EXERCISE OBJECTIVE: Reproduce each of the items below word for word.

((

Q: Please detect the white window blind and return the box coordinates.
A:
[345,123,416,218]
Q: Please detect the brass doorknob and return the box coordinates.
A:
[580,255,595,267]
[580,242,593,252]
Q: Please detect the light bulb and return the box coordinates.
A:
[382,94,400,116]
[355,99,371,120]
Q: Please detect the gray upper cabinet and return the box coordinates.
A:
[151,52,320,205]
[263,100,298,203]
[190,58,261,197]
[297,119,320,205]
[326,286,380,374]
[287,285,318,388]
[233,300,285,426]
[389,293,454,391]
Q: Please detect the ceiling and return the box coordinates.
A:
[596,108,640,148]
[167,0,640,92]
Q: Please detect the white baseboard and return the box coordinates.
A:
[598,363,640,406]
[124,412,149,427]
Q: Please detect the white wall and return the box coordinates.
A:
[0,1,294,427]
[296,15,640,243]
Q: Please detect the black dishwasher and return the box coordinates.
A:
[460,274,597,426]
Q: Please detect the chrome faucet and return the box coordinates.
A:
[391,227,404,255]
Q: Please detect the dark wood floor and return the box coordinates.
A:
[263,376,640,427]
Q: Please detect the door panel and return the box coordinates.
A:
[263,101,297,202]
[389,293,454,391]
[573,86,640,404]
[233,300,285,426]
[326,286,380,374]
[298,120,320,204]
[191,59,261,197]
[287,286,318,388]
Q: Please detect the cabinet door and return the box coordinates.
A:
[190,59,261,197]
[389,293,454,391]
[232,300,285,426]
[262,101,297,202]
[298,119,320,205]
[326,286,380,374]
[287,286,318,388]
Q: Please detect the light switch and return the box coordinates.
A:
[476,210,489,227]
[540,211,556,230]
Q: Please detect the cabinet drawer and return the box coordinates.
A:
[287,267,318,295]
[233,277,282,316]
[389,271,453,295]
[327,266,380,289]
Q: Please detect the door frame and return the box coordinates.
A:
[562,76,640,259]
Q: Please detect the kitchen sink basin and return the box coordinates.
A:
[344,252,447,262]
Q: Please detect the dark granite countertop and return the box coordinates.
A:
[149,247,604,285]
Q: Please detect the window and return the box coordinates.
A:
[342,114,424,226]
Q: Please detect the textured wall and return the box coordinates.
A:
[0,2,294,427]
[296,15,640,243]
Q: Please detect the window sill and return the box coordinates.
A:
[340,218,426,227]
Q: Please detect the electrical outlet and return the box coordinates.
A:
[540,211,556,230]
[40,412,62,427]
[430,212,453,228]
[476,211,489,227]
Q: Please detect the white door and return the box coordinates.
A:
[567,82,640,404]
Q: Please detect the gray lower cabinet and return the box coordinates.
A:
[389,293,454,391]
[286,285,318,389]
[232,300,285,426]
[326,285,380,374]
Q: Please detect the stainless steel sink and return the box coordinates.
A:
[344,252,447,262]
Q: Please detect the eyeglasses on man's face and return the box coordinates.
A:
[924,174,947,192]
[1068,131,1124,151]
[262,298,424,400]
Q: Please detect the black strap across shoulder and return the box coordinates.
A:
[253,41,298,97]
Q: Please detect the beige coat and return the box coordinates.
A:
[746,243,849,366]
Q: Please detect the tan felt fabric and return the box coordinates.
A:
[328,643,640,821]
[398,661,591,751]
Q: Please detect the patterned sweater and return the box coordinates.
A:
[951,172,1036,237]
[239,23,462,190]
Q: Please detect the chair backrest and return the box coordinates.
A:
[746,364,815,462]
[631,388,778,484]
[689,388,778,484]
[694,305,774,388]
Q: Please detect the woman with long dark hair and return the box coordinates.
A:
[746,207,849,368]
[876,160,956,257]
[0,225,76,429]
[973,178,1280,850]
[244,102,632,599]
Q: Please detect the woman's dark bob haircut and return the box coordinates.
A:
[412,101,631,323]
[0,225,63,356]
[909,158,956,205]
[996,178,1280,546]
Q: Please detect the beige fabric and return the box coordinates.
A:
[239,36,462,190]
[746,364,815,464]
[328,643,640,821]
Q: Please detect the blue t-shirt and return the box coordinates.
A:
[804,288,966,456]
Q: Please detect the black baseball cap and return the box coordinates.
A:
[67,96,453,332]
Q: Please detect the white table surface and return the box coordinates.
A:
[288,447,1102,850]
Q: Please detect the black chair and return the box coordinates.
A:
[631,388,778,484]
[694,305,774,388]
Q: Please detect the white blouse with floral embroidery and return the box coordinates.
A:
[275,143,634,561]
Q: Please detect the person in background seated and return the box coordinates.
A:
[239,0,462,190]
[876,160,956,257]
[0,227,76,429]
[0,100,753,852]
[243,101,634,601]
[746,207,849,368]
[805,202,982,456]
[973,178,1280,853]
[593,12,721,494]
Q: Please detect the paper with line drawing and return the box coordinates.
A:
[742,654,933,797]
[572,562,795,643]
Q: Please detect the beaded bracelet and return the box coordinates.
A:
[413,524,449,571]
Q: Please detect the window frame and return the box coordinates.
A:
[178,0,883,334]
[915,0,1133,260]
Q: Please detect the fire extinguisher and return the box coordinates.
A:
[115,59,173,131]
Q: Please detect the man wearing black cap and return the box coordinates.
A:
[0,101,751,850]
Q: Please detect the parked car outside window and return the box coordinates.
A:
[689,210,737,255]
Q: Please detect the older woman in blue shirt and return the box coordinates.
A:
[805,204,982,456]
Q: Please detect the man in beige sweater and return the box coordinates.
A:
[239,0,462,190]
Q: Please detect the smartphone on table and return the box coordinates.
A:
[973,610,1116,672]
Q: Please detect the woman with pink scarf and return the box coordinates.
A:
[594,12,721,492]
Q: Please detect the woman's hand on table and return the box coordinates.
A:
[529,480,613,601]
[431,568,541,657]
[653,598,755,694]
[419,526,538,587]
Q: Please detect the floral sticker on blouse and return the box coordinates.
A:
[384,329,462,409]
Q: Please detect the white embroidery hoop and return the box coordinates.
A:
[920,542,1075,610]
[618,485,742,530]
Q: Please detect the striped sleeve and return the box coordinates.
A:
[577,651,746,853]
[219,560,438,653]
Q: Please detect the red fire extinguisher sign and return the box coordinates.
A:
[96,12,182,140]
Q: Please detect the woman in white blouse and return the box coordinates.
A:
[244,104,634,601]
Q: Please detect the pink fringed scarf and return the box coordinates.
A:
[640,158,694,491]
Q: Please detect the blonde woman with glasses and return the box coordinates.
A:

))

CORRECT RESULT:
Q: Please detect the white window blind and return the box coordinates.
A:
[345,123,416,218]
Q: Please detect the brass doorknob and return the box coordinates.
A:
[580,255,595,267]
[580,242,593,252]
Q: Please detect the light bulb and return the box coordinates.
A:
[382,94,400,116]
[355,99,371,120]
Q: Please detect the gray upper cabinet and return the box coordinates.
A:
[151,52,320,205]
[263,100,298,203]
[190,58,261,197]
[297,119,320,205]
[326,286,380,374]
[287,285,318,388]
[233,300,285,426]
[389,293,454,391]
Q: Please detect the ceiling and return the box coordinates.
A:
[596,108,640,148]
[167,0,640,92]
Q: Please detect the white baseboard and return the box coordinates.
A:
[598,363,640,406]
[124,412,149,427]
Q: Please detect the white wall and return the box coordinates.
A:
[0,1,294,427]
[296,15,640,243]
Q: Please detect the black dishwasher and return the box coordinates.
A:
[460,274,597,426]
Q: Please detect the chrome faucet and return the box coordinates.
A:
[391,227,404,255]
Q: Please detect the dark wood floor and return the box coordinates.
A:
[263,376,640,427]
Q: Please detect the door panel and return the box coordinates.
A:
[263,101,297,202]
[389,293,454,391]
[573,86,640,404]
[233,300,285,426]
[326,286,380,374]
[298,120,320,204]
[191,59,261,197]
[287,286,318,388]
Q: Please detect the cabinet door and return the box coordinates.
A:
[190,59,261,197]
[389,293,454,391]
[232,300,285,426]
[262,101,297,202]
[298,119,320,205]
[326,286,380,374]
[287,286,318,388]
Q: Please detect the light switch and return the box coordinates.
A:
[476,210,489,227]
[540,211,556,230]
Q: Please detect the cabinet drawer and return the box coordinates.
A:
[287,267,318,295]
[233,277,282,316]
[389,271,453,295]
[327,266,380,289]
Q: Please detect the door frame and return the box coordinates.
A:
[562,76,640,259]
Q: Please detect the kitchen sink basin and return the box coordinates.
A:
[344,252,447,262]
Q: Please detect the dark granite countertop and return the box coordinates.
A:
[149,247,604,285]
Q: Please detect the window and return the box coordinates.
A:
[342,114,424,226]
Q: Please detect the textured wall and return the box coordinates.
A:
[0,2,294,427]
[296,15,640,243]
Q: Please detect the window sill and return the box coordinates.
A:
[340,218,426,227]
Q: Please detect the electrical outlet and return the box coordinates.
A:
[540,211,556,230]
[40,412,62,427]
[430,212,453,228]
[476,211,489,227]
Q: Please detect the white door and return the box coordinates.
A:
[567,82,640,404]
Q: Please detect the gray lower cabinet and return the box coordinates.
A:
[389,293,454,391]
[286,285,318,389]
[232,300,285,426]
[326,285,380,374]
Q: Please detect the stainless steel sink and return the box coordinates.
A:
[344,252,447,262]
Q: Please detect the eyeglasses on man's face and return the box coordinates.
A:
[924,174,947,192]
[1068,131,1124,151]
[262,298,424,400]
Q: Please detect the black strap across shoulder and return the box coordinates.
A:
[253,41,298,97]
Q: Please detect the beige coat and return the box coordinates.
A:
[746,243,849,366]
Q: Please detect the tan felt fabric and return the box coordinates.
A:
[328,643,640,821]
[398,661,591,751]
Q: Please detect the patterned sweater and return the box coordinates.
A:
[951,172,1036,237]
[239,23,462,190]
Q: Please detect the chair backrest and return the box coordinates.
A:
[746,364,815,462]
[631,388,778,484]
[689,388,778,484]
[694,305,774,388]
Q: Please detect the woman with long dark hair and return the box coordinates.
A:
[746,207,849,368]
[876,160,956,257]
[0,225,76,429]
[973,178,1280,850]
[244,102,632,599]
Q: Please detect the woman's dark bob haircut and return the box coordinates.
A:
[412,101,631,323]
[0,225,63,356]
[909,158,956,205]
[996,178,1280,546]
Q: Please detect the beige fabric and return the box coordinates.
A:
[239,36,462,190]
[746,364,815,464]
[328,643,640,821]
Q: Please detect the blue t-shirt and return the box coordinates.
A:
[804,288,966,456]
Q: Please detect the black baseball cap and return the box coordinates.
A:
[67,96,453,332]
Q: Please detect the white table surface and return the box coordinates.
A:
[288,447,1102,850]
Q: Please detect the black chair and return the box coordinates.
A:
[631,388,778,484]
[694,305,774,388]
Q: Please detect the white blouse with floral embroidery and return the box coordinates.
A:
[275,143,634,561]
Q: Please detect the person in background seated and return the box coordinates.
A:
[239,0,462,190]
[876,160,956,257]
[0,227,76,429]
[0,100,753,852]
[243,101,634,601]
[746,207,849,368]
[805,202,982,456]
[973,178,1280,853]
[593,12,721,494]
Q: Please detect the paper with line drawing and return the box coordinates.
A:
[742,654,933,797]
[572,562,795,643]
Q: Please detect the beaded bracelet and return the box coordinates.
A:
[413,524,449,571]
Q: Please detect the window frame and return the box coordinates.
A:
[178,0,883,334]
[915,0,1133,260]
Q: Please detect the fire extinguisher and return the box coordinates.
A:
[115,59,173,131]
Q: Please detect the man wearing black cap and return the box coordinates.
A:
[0,101,751,850]
Q: Please detect the parked car outside window and return the box coordinates.
A:
[689,210,737,255]
Q: Please detect the older woman in blue shirt and return the box coordinates.
A:
[805,204,982,456]
Q: Please detect the man in beige sweater and return the box coordinates.
A:
[239,0,462,190]
Q: Please detect the smartphone on table and return the box coordinates.
A:
[973,610,1116,672]
Q: Please detect the woman with pink scarf and return the box coordinates.
A:
[594,12,721,492]
Q: Please detect the woman's hand on table and return the box coordinates.
A:
[529,480,613,601]
[431,568,541,657]
[653,598,755,694]
[419,526,538,587]
Q: Please detect the floral sticker on blouse and return the box coordinates.
A:
[384,329,462,409]
Q: Please detect the white embroidery hoop and return the box coordinates.
A:
[920,542,1075,610]
[618,485,742,530]
Q: Please detect the striped sleeve and return the box coordinates.
A:
[577,651,746,853]
[219,560,438,653]
Q: Please detect the red fire extinguisher sign and return the box coordinates.
A:
[96,12,182,140]
Q: Please detect the woman in white blouse and return the box coordinates.
A:
[244,104,634,601]
Q: Please detect the pink fringed scarf and return the box coordinates.
A:
[640,158,694,491]
Q: Please detect the blonde woman with glasses and return the box coordinates.
A:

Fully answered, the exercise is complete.